(RECORD EXTRACTS begins)

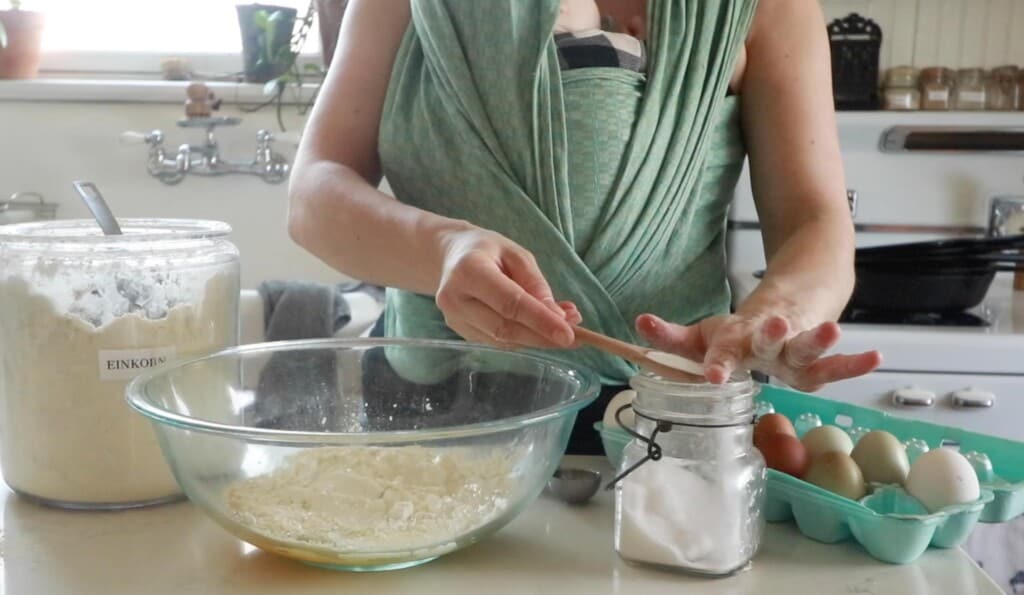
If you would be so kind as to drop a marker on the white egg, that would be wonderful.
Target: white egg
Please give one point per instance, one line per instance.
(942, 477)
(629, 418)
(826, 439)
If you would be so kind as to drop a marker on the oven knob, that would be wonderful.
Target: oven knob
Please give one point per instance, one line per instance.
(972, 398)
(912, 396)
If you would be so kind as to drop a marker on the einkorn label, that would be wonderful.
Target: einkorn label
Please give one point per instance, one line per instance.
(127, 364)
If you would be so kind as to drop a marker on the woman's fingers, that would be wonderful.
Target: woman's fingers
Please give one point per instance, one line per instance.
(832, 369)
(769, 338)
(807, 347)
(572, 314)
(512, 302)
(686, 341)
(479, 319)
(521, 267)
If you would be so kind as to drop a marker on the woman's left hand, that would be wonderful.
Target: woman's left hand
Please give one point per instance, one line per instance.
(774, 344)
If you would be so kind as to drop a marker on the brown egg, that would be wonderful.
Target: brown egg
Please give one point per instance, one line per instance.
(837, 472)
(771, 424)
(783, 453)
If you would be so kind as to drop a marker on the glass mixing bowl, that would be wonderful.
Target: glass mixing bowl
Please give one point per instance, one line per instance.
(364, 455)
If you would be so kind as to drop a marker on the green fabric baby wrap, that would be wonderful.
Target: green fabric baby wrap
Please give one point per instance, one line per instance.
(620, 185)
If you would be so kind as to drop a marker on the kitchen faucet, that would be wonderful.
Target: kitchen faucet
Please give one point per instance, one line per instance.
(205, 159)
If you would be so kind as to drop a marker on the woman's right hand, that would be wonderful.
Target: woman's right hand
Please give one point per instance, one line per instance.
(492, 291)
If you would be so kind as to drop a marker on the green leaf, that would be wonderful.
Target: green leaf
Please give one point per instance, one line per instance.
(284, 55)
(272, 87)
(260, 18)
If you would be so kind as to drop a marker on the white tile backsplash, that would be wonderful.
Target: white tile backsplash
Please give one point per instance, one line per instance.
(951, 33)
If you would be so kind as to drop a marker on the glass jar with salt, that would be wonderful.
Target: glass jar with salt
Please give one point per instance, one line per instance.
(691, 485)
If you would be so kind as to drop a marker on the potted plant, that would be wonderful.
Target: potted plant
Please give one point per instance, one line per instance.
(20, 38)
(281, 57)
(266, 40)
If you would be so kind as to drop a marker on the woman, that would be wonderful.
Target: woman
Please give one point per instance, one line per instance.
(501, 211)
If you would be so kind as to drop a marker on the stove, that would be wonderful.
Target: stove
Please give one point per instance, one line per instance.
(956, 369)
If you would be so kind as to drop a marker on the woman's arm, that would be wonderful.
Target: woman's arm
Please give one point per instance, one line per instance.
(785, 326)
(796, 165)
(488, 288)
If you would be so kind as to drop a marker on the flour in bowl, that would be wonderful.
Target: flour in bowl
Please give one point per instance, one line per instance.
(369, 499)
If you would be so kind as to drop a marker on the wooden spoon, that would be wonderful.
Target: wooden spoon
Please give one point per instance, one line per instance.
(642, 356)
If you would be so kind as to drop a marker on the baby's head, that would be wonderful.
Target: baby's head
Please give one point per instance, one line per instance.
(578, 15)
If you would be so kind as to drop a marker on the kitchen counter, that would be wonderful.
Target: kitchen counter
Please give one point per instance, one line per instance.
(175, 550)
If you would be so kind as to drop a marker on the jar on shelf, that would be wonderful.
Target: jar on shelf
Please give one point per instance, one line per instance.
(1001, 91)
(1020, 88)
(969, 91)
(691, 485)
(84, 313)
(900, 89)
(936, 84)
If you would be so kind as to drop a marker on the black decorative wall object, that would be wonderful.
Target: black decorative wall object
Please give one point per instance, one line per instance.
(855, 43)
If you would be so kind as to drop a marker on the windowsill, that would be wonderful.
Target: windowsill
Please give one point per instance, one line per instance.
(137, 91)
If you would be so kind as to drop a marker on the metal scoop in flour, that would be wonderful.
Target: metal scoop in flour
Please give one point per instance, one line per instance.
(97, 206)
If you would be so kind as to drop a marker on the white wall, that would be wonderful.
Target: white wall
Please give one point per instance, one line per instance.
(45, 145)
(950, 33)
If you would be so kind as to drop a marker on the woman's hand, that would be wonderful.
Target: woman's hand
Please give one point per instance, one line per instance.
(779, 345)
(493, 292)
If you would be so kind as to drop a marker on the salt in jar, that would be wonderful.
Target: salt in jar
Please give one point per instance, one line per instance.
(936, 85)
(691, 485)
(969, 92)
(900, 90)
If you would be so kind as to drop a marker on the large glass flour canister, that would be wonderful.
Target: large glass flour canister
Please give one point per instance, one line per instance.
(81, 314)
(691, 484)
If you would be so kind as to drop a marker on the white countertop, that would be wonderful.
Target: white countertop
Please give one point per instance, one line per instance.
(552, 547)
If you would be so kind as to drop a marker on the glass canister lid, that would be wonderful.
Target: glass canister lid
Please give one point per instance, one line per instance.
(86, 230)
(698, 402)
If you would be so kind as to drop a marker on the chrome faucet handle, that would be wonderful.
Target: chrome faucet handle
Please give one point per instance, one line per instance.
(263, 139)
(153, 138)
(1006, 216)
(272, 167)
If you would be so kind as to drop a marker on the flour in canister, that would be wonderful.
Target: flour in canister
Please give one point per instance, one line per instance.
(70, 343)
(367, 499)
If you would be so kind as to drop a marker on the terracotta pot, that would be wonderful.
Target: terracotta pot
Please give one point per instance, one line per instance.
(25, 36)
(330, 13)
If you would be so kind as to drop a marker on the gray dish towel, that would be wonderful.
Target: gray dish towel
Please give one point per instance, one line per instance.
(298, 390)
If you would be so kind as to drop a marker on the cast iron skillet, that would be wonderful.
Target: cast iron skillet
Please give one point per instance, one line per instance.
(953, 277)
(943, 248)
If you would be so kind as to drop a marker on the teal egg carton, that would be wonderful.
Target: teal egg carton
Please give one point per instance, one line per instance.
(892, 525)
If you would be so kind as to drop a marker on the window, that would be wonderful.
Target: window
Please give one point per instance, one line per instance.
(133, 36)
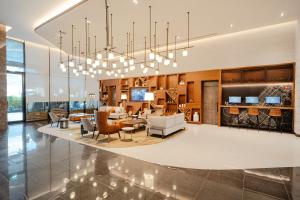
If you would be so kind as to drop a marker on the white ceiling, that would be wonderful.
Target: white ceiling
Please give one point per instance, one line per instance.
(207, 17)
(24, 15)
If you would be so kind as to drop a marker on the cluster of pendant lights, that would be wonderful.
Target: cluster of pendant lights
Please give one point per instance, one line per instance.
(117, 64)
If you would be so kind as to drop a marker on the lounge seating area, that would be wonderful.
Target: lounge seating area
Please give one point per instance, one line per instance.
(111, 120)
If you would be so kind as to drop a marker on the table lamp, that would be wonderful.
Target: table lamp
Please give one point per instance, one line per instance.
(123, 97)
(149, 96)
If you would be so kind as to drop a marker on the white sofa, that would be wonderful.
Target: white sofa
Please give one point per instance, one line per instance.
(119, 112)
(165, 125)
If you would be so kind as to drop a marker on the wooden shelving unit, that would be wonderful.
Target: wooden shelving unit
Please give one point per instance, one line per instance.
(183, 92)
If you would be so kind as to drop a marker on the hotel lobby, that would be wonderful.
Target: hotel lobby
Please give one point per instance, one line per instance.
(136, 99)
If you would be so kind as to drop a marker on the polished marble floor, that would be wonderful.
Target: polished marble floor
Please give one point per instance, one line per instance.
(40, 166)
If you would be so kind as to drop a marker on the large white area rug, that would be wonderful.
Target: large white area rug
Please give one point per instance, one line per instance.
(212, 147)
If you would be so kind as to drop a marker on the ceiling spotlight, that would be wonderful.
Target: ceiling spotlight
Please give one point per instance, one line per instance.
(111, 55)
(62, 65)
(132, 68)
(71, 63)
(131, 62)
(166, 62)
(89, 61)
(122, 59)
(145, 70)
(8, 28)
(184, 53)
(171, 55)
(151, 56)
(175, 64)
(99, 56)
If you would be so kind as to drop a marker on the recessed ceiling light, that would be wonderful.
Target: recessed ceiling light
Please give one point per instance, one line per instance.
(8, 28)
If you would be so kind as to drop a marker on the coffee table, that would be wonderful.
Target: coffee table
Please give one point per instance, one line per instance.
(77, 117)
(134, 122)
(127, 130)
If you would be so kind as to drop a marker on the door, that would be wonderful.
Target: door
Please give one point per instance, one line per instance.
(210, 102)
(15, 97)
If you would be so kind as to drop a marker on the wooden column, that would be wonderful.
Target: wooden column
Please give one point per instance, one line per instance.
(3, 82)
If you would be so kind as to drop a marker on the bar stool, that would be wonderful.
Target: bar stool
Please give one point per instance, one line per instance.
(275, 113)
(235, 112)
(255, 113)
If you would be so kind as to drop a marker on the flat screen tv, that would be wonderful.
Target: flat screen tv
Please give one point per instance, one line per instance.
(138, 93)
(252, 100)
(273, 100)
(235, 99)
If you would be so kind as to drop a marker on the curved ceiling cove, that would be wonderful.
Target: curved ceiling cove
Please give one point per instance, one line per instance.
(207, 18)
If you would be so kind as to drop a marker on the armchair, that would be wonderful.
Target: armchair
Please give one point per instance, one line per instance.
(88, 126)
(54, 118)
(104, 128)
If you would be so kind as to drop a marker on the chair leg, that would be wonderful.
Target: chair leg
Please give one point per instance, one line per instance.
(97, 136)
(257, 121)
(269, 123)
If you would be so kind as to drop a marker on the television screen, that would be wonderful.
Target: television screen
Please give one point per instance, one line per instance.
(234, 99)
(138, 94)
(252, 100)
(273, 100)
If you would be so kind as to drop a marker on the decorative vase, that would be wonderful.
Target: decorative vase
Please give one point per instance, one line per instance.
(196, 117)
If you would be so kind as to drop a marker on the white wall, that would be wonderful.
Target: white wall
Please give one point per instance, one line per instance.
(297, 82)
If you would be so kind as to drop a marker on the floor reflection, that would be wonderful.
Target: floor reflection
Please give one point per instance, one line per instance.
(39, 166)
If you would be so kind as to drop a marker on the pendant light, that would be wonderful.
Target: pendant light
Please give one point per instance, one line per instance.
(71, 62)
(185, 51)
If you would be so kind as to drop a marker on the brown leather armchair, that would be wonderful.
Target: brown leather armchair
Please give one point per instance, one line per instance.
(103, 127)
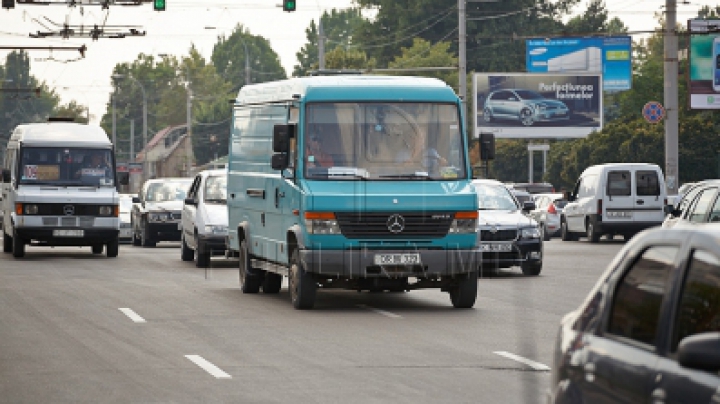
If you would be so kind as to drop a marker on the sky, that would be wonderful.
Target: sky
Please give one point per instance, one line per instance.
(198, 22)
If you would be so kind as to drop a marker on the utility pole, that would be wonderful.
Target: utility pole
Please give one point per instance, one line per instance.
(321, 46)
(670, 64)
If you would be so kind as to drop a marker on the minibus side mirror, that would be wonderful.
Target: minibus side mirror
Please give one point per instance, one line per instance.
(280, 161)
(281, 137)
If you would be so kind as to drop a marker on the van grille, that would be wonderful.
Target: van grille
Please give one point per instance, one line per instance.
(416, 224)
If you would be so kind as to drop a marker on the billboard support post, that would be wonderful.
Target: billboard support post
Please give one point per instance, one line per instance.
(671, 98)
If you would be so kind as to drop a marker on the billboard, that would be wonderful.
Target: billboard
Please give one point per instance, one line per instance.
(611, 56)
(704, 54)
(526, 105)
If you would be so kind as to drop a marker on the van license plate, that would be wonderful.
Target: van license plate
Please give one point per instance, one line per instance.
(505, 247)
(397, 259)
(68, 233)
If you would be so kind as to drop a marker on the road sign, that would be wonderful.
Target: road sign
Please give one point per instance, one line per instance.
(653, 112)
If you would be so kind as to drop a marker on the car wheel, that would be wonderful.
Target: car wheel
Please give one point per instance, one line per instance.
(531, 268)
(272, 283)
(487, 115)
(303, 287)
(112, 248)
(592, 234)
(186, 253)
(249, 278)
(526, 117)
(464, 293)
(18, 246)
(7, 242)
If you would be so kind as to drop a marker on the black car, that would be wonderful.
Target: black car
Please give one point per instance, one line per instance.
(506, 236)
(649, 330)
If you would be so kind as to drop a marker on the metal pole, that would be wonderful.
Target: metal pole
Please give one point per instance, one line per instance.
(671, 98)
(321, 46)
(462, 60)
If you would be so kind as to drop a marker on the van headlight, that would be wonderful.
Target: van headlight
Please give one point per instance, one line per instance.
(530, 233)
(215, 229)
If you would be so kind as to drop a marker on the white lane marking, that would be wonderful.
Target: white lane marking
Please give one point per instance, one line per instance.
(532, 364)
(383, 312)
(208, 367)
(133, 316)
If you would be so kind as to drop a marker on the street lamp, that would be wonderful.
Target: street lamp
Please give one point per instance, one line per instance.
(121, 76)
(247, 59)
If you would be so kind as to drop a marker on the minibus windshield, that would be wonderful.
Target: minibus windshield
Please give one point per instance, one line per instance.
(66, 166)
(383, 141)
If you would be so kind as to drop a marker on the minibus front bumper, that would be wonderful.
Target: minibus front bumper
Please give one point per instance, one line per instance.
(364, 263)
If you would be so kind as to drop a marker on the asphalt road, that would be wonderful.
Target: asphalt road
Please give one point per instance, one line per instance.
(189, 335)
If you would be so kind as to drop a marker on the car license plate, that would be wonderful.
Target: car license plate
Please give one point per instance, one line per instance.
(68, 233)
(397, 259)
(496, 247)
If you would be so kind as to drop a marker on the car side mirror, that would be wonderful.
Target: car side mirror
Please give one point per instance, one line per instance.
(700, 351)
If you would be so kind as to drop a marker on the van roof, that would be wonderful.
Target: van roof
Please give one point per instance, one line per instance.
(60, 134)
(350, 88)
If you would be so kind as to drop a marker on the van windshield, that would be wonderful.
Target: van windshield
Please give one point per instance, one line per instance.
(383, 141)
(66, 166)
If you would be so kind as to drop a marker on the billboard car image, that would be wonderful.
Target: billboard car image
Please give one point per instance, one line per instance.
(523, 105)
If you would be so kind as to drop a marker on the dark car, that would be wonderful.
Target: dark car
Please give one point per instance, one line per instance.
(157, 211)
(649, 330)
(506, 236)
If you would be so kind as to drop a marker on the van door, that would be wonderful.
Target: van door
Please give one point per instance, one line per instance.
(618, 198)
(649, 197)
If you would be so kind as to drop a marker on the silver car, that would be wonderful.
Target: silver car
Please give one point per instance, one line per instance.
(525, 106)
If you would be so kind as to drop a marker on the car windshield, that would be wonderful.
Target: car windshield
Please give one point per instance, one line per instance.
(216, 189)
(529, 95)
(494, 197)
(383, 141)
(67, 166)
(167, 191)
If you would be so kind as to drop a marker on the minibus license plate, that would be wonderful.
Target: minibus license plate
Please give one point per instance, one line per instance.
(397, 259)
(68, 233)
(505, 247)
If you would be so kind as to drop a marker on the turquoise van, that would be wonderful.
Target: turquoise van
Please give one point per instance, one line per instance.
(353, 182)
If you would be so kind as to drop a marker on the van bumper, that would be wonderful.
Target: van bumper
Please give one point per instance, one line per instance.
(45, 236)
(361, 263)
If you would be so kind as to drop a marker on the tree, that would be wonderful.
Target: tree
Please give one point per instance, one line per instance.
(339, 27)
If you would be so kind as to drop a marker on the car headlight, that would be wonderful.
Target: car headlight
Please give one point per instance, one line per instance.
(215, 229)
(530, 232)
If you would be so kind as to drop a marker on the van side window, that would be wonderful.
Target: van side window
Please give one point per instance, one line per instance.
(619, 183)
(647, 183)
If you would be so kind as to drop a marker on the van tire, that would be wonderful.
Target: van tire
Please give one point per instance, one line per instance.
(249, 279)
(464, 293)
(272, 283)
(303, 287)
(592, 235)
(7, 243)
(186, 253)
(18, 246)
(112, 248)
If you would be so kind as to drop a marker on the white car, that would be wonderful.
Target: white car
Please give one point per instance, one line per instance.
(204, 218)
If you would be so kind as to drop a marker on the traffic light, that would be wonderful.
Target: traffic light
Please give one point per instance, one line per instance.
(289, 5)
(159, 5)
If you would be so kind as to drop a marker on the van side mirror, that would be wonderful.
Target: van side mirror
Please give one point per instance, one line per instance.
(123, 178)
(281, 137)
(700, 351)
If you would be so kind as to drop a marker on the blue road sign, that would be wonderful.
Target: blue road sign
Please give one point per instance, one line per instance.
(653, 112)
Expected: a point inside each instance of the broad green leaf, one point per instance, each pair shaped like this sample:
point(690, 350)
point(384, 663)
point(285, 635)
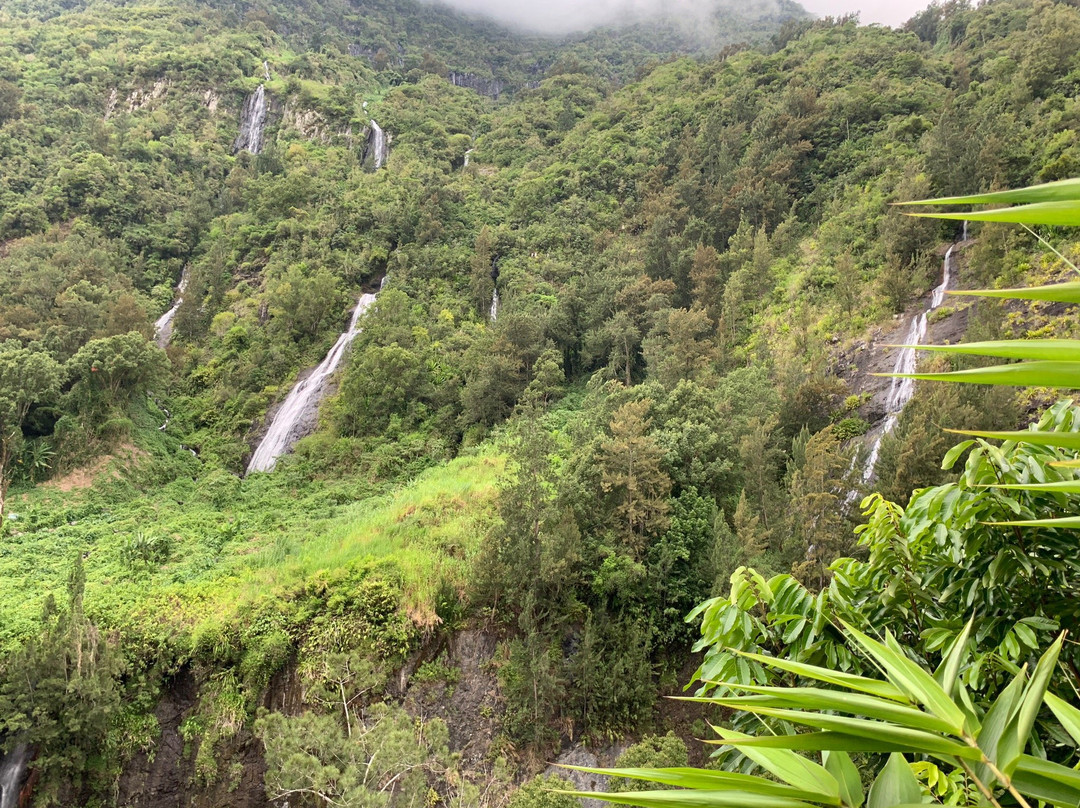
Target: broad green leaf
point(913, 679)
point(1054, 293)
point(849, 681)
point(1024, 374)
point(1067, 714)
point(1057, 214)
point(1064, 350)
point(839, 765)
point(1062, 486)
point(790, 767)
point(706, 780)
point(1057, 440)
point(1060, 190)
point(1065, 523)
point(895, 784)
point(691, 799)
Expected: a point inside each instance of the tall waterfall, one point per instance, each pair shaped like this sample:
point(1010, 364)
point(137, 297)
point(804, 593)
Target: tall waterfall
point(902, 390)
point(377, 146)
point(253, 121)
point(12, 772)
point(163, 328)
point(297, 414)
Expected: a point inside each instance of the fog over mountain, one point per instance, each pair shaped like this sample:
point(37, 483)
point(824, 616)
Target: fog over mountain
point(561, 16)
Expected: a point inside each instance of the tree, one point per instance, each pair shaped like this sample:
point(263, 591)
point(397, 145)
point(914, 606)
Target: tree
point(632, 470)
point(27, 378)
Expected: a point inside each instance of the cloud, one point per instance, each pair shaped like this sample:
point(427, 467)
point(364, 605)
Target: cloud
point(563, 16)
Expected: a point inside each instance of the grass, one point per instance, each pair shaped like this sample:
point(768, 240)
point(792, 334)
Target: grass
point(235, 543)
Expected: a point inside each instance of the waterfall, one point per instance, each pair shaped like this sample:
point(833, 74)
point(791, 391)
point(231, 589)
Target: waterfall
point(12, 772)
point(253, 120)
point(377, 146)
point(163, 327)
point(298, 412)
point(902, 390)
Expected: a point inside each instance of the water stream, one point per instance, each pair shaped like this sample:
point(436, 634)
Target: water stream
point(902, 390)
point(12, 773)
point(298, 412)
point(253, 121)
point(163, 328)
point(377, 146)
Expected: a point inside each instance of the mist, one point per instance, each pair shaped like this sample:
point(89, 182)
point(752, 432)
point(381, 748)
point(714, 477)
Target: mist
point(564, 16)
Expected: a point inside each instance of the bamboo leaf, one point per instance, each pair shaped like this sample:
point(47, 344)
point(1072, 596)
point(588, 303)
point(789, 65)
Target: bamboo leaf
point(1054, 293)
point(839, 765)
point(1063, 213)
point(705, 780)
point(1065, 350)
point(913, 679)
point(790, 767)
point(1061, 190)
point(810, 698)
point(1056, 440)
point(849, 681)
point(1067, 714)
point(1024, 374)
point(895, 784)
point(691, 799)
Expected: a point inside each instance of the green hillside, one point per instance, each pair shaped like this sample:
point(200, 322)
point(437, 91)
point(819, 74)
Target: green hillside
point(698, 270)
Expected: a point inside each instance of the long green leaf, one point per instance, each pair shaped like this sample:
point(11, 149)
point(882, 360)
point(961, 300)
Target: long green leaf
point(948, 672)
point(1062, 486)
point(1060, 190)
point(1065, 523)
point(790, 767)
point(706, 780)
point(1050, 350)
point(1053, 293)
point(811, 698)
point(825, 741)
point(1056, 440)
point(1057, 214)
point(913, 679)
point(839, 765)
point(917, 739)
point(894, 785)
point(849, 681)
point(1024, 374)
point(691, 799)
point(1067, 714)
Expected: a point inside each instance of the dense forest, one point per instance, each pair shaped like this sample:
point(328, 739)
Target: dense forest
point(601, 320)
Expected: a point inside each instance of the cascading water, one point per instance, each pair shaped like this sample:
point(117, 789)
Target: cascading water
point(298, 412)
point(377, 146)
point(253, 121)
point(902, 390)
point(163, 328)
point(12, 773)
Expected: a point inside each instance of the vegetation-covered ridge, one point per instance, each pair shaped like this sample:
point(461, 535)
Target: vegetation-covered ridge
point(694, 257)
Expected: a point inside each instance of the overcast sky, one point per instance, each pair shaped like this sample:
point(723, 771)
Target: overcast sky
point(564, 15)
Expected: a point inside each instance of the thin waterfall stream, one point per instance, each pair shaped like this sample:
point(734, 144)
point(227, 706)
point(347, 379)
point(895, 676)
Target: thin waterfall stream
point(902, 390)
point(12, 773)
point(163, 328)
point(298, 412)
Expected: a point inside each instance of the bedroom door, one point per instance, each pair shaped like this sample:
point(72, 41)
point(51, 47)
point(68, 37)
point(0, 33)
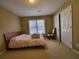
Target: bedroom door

(RECORD EXTRACTS ends)

● **TASK TO COMPLETE**: Only the lines above that hold "skillet" are wanted. Show every one of them.

● **RESPONSE BOX**:
If you would be so kind as to drop a marker on the cast iron skillet, that would be wonderful.
Target: cast iron skillet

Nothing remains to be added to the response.